I like the part of Loic's strategy where we can do a search for 
different repair scenarios and choose the one that minimizes the cost 
(in terms of IO or CPU or whatever).  If it can express the xorbas-style 
code with an implied block, than I suspect we would want to do something 
similar internally anyway.

In any case, being able to simply say l=... would definitely be a win.

sage


> 
> Cheers Andreas.
> 
> ________________________________________
> From: ceph-devel-owner@xxxxxxxxxxxxxxx [ceph-devel-owner@xxxxxxxxxxxxxxx] on behalf of Loic Dachary [loic@xxxxxxxxxxx]
> Sent: 01 August 2014 15:14
> To: Andreas Joachim Peters; ceph-devel@xxxxxxxxxxxxxxx
> Subject: Re: Simplified LRC in CEPH
> 
> Hi Andreas,
> 
> It probably is just what we need. Although https://github.com/ceph/ceph/pull/1921 is more flexible in terms of chunk placement, I can't think of a use case where it would actually be useful. Maybe it's just me being back from hollidays but it smells like a solution to a non existent problem ;-) The other difference is that your proposal does not allow for nested locality. I.e. datacenter locality and rack locality within a datacenter, for instance. What do you think ?

Written tasks:
1/ List the header labels that introduce the lines of the quoted message in the email excerpt.
2/ Answer each question from the email excerpt.
(a) When was the quoted message sent?
(b) What subject line does the quoted message carry?
(c) What does Loic say Andreas's proposal does not allow for?
3/ Quote everything in the email excerpt from "I like the part" down to "similar internally anyway.".

Recorded information:
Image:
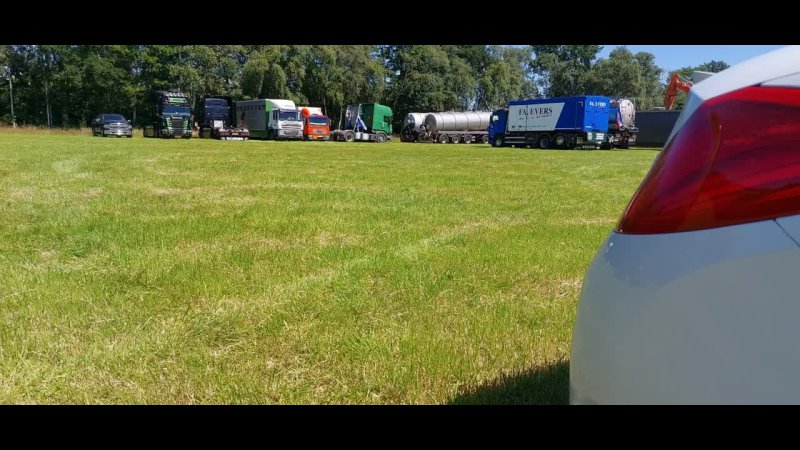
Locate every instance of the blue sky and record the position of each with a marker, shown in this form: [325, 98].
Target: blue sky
[670, 57]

Full solutions:
1/ From, Sent, To, Subject

2/
(a) 01 August 2014 15:14
(b) Re: Simplified LRC in CEPH
(c) Nested locality, such as datacenter locality and rack locality within a datacenter.

3/
I like the part of Loic's strategy where we can do a search for 
different repair scenarios and choose the one that minimizes the cost 
(in terms of IO or CPU or whatever).  If it can express the xorbas-style 
code with an implied block, than I suspect we would want to do something 
similar internally anyway.